» EXERCISE TEXT:
Because it means you can assign something once, and it doesn’t stop after one output. It keeps working until the task is actually complete.
Developers Are Shifting From Coding to Orchestrating
This part of the keynote felt very real if you have spent any time around development teams lately.
The role itself is starting to move. You are still writing code, but a lot of the work now is about setting direction, reviewing outputs, deciding what runs where, and making sure everything connects properly.
In the demo, you could see how that plays out.
One model generates code, other reviews it, other checks assumptions or logic.
You are not doing every step manually; you are coordinating a system that is already doing a lot of the heavy lifting.
GitHub Starts to Look Different
GitHub was positioned a bit differently here.
“GitHub is not just about the code repo, but it’s also now becoming the place, the control plane for all the agents.” — Satya Nadella
You can see how something was built, the iterations it went through, and the reasoning behind decisions.
The workflow becomes visible, not just the final output. Changes are still tracked, but now there is context attached to them. It feels closer to a working environment than a static repository.
The CLI Is Back, But Not the Same – One of the more interesting points was the return of the command line. But it doesn’t behave the way it used to.
You describe what needs to happen, and the system translates that into actions. It can move across repositories, tools, and environments without requiring manual switching.

» DATA PROVIDED:
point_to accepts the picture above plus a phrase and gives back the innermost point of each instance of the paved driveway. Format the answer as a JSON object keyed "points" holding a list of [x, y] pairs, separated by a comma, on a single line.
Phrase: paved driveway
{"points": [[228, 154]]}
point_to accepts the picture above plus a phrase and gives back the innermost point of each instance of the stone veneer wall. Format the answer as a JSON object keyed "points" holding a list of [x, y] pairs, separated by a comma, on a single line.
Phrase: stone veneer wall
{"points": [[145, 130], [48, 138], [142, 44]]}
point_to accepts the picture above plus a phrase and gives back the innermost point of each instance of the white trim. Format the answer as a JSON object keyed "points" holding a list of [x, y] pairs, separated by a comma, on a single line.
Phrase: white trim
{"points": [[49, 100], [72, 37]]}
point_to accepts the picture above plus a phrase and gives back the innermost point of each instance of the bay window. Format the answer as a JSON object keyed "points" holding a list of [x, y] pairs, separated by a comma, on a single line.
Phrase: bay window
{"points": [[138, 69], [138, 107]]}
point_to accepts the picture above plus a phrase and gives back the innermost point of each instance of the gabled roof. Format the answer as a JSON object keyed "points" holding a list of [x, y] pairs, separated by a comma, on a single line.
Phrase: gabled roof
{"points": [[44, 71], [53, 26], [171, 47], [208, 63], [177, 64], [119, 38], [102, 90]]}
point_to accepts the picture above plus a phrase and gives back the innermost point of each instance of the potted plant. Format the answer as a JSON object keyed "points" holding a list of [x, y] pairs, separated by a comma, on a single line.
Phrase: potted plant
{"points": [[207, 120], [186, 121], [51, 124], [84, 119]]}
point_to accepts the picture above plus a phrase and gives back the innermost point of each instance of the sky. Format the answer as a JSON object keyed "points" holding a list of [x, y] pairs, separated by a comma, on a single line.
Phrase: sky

» WHAT THIS EXERCISE ASKS:
a: Write out the stretch of the keynote article from "In the demo, you" through "a static repository.".
b: In the keynote article, what does Satya Nadella say GitHub is now becoming?
c: Continue the keynote article from its last sentence.
The rows aren't needed for anything here.

» ANSWERS FOR EACH ITEM:
a:
In the demo, you could see how that plays out.
One model generates code, other reviews it, other checks assumptions or logic.
You are not doing every step manually; you are coordinating a system that is already doing a lot of the heavy lifting.
GitHub Starts to Look Different
GitHub was positioned a bit differently here.
“GitHub is not just about the code repo, but it’s also now becoming the place, the control plane for all the agents.” — Satya Nadella
You can see how something was built, the iterations it went through, and the reasoning behind decisions.
The workflow becomes visible, not just the final output. Changes are still tracked, but now there is context attached to them. It feels closer to a working environment than a static repository.

b: The place, the control plane for all the agents.

c:
What stands out here is how context travels with the task. Discussions, documents, and previous work feed directly into what gets executed.
Real-World Adoption Examples
This was the part where everything stopped feeling theoretical.
Satya walked through a few examples across different industries, and what stood out was how normal all of it sounded.
In banking, he spoke about the Commonwealth Bank.
“I had the chance to meet the team at Commonwealth Bank, where they’ve built and extended both their customer-facing bot with the new capabilities of these models, and also equipped their call center agents to handle escalations more effectively. The productivity gains they’re seeing are tremendous.” — Satya Nadella
Telstra came up next – Around 30% of their customer interactions are already being handled by AI assistants.
Then there was infrastructure, which felt a bit different from the usual AI conversations. The Australian Energy Market Operator is using it to improve how signals are processed across the grid. It is less visible, but probably more critical.
And then sport, which might seem lighter, but wasn’t presented that way.
Cricket Australia is using years of historical data to build more engaging experiences for fans. Real-time insights, deeper statistics, more context around what’s happening. It is already live, with over a million users and a noticeable jump in engagement.
The same direction is being pushed at a national level as well. In a LinkedIn post, Anthony Albanese said:
“More training, better technology and new opportunities for Australians to get ahead. That’s what the massive AI investment Microsoft announced today will mean for Australia. We’re determined to make the most of AI so it benefits workers and businesses across Australia.” — Prime Minister of Australia
When you look across all of these examples, you can tell that AI is already built into customer support, operations, infrastructure, and even engagement layers.
What This Means Going Forward
Step back from the demos, and a simple picture shows up.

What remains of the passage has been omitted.